- ЗАДАНИЕ A -
Воспроизведите без изменений отрезок строк разметки от их начала до строки, содержащей «pixel 48 121», включительно.

==========

Кардинально изменить положение отец и мечтать не смел, заикнись он перед Сталиным о непосильности налогового бремени, и… В 1946 году он испытал на собственной шкуре, что следует за «и…». Тогда на Украину обрушилась страшная засуха, зерна собрали чуть ли не меньше, чем посеяли, в среднем по 4,6 центнера с гектара, и тем не менее государственные заготовители вымели и это «чуть ли» подчистую, и рожь, и пшеницу, и кукурузу, и горох, «заготовили» даже семенной фонд, на собственный прокорм не оставили крестьянам ни килограмма61. Украине грозил голод, возможно, не меньший голодомор, чем в начале тридцатых годов. Требовалось что-то предпринять, и немедленно. Отец понимал: в сложившихся условиях сданный хлеб Москва не вернет, он уже «расписан» на прокорм не только своих горожан, но и значительная часть украинского урожая, около 2,5 миллионов тонн зерна, ушла в Польшу, Чехословакию и Германию. Отец потом часто вспоминал, как в голодную зиму 1946/47 года, когда украинцы ели траву, крыс, дошли до людоедства, поляки с презрением отказывались от «советского» черного ржаного хлеба, требовали пшеничного. Этого им отец не простил.
Отец решил пойти на хитрость, попытаться договориться с Москвой в обход Сталина о получении для украинских крестьян нескольких миллионов карточек, дававших доступ к централизованному государственному снабжению продовольствием. Их ввели еще в начале войны, но выдавали только горожанам. Крестьяне, считал Сталин, сидят на земле и сами себя прокормят. Осенью 1946 года Сталин отдыхал на Кавказе, за него на хозяйстве оставались Маленков с Берией. Они обещали посодействовать. Распределением карточек в Москве ведал Алексей Николаевич Косыгин, он тоже пообещал карточки выделить, попросил лишь прислать ему для проформы из Киева официальный запрос. Но что-то не сложилось. Или московские «друзья» повели свою игру. Так или иначе, но Берия, только он имел право поставить факсимиле Сталина, письмо за подписью отца направил не Косыгину на исполнение, а Сталину в Сочи.
У Сталина же осенью голодного 1946 года вызревали совсем другие планы. Он решил с 1947 года вообще отменить карточки и теперь копил резервы. А как их накопить, если в стране шаром покати? Сталин разрешил проблему по-своему, 26 сентября 1946 года он подписал секретное Постановление «Об экономии и расходовании хлеба», предписывавшее с 1 октября сократить ежемесячный «расход» зерна на выпечку хлеба почти на полмиллиона тонн, с 1 миллиона 676,7 тысяч тонн до 1 миллиона 190,8 тысяч тонн. И соответственно уменьшить отпуск хлеба по карточкам на 30 процентов, урезать «контингент», снабжаемый по карточкам хлебом, с 87 миллионов до 60 миллионов человек. Из 27 миллионов человек, лишившихся гарантированного продовольственного пайка, 23 миллиона проживало в сельской местности. Оставшиеся 5 миллионов набирались за счет изъятия карточек у 70 % «иждивенцев». В иждивенцах числились все неработающие или работающие на менее важных, с точки зрения Сталина, участках, в том числе МТС, совхозах, местной промышленности. Оставшимся 30 процентам «иждивенцев» нормы выдачи срезали до 250–300 граммов, а детям с 400 до 300 граммов хлеба в день62 – столько выдавали в осажденном Ленинграде.

==========

- ЗАДАНИЕ B -
Ответьте на вопросы по фрагменту о голоде 1946 года:
(i) Сколько центнеров зерна с гектара в среднем собрали на Украине в 1946 году?
(ii) Кто в Москве ведал распределением карточек?
(iii) До скольких миллионов человек постановление урезало «контингент», снабжаемый по карточкам хлебом?

[Строки разметки позиций]
==========

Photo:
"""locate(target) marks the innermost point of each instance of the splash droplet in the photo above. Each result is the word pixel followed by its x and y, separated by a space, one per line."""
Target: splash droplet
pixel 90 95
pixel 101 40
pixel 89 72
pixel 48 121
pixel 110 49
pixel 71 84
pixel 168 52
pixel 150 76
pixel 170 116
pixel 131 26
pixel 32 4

==========

- ПОЛНЫЙ ОТВЕТ A -
Photo:
"""locate(target) marks the innermost point of each instance of the splash droplet in the photo above. Each result is the word pixel followed by its x and y, separated by a space, one per line."""
Target: splash droplet
pixel 90 95
pixel 101 40
pixel 89 72
pixel 48 121

- ПОЛНЫЙ ОТВЕТ B -
(i) В среднем по 4,6 центнера с гектара.
(ii) Алексей Николаевич Косыгин.
(iii) До 60 миллионов человек (с 87 миллионов).